We have shortened the introduction along the lines suggested by reviewers.
2) The objective of each step of the model is not clearly explained and it is left to the reader to understand where the authors want to go. At first read, it is not clear whether the authors present an analysis of the model or simulation results and why they do that. So, the results part deserves rewriting and re-organization to guide the reader.
We edited the Results section to make the progression of the argument clearer (as detailed below).
3) The choice of key parameters is justified except for Prdm9 occupancy, and potential competition between different Prdm9 variants for DSB activity.
We have now added a justification of these choices. We also added two appendixes that consider alternative assumptions, and parts that address specific assumptions, including those about competition, to the Discussion. We now clarify in the Model that our assumption about the vast majority of expressed PRDM9 molecules being bound results in negligible degrees of competition between different PRDM9 variants for DSB activity:
“This approximation assumes that conditional on being bound, PRDM9 molecules arising from different alleles are equally likely to recruit the DSB machinery, but allows for some degree of dominance as a consequence of differences in the numbers of sites bound by each allelic variant genome-wide. However, in the main case we explore below (the "two-heat model"), our assumption that the vast majority of PRDM9 molecules are bound for all alleles results in negligible degrees of dominance arising from differences in genome-wide levels of binding.”
4) Developing the specific predictions relative to previous red-queen models, for Prdm9 diversity in human and mice, for gene dosage effects reported in mice.

----------

• _EXERCISE GOAL_
Carry on the authors' reply to reviewers about the PRDM9 model from the point where it stops.

----------

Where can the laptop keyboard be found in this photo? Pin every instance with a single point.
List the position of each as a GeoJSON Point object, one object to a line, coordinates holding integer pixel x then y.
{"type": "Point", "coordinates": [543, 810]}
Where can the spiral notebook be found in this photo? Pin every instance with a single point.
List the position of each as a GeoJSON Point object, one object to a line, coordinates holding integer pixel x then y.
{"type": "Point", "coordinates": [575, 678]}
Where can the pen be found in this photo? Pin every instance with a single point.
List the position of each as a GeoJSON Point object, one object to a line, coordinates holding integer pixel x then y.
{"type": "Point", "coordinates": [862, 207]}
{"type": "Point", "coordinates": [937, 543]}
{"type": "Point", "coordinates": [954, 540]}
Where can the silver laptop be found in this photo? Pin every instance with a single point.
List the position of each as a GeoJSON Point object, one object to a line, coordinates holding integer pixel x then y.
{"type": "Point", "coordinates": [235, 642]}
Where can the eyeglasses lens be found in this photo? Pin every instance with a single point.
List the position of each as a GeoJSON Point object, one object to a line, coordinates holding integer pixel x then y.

----------

• _RESULT OF THE EXERCISE_
We chose the two-heat model as a reasonable first approximation to the true distribution. If we were to consider a more realistic binding distribution (or similarly, if we relaxed our assumption about most PRDM9 molecules being bound), the quantitative conclusions would likely be affected. Accordingly, while our simplified model provides robust insights into the dynamics of PRDM9 evolution, quantities such as the predicted levels of diversity in our model may be off and cannot be readily compared to what is observed in human and mice populations. We now better clarify the scope of our results and what may be done to extend it, in the Discussion.
Re. the second point, we now include a new section in the Discussion, entitled “PRDM9-mediated hybrid sterility” which discusses the reported gene dosage effects in mice.
5) Some more explanation about the difference between the Penrose stair and the Red-queen.
We have expanded our discussion of the Penrose stair model relative to the Red Queen model at the end of the Discussion section “Does the decay of hotspots by GC lead to more or fewer hotspots?” We now make clear that the Penrose stair model is not meant to replace the Red Queen model, but rather, suggests that which direction the Red Queen is running in – towards fewer or more hotspots – is a matter of perspective.
6) Several clarifications on the data presented in the figures are also required.
We clarified all the requested points and added a few others (as detailed below).
Reviewer #1 (Recommendations for the authors):
A few specific points also require clarification:
1) In the model, the question of competition is not entirely clear.
There may be different levels of competition:
– Competition for binding of Prdm9 to its sites (this will depend on affinity and protein level);
Figure 1A indicates that Prdm9 binds its target as a consequence of competition between sites. It is not very clear what this means. Prdm9 will bind and occupy high-affinity sites more frequently than low-affinity sites. This is not a competition. There may be a competition but only if Prdm9 protein is limiting.
We have changed the text of Figure 1A to read “PRDM9 binds its target sites at rates determined by Michaelis-Menton kinetics” instead of “as a consequence of competition between sites”. In this context, competition refers to the fact that the rate at which PRDM9 will bind and occupy high-affinity sites depends on the number of other sites and their particular affinities (i.e., that sites act as competitive inhibitors of one another). We now explicitly state our assumption that PRDM9 is limiting in the model overview.
The authors write L215. "the corresponding PRDM9 binding sites will always be more likely to be bound in individuals homozygous for the cognate PRDM9 allele relative to heterozygotes": not if Prdm9 protein is not limiting.
In fact, by choosing conditions (L354) where 99% of Prdm9 is bound to weak sites in the absence of hotspots, it seems that the authors define conditions where Prdm9 is limiting. What is the rationale for this?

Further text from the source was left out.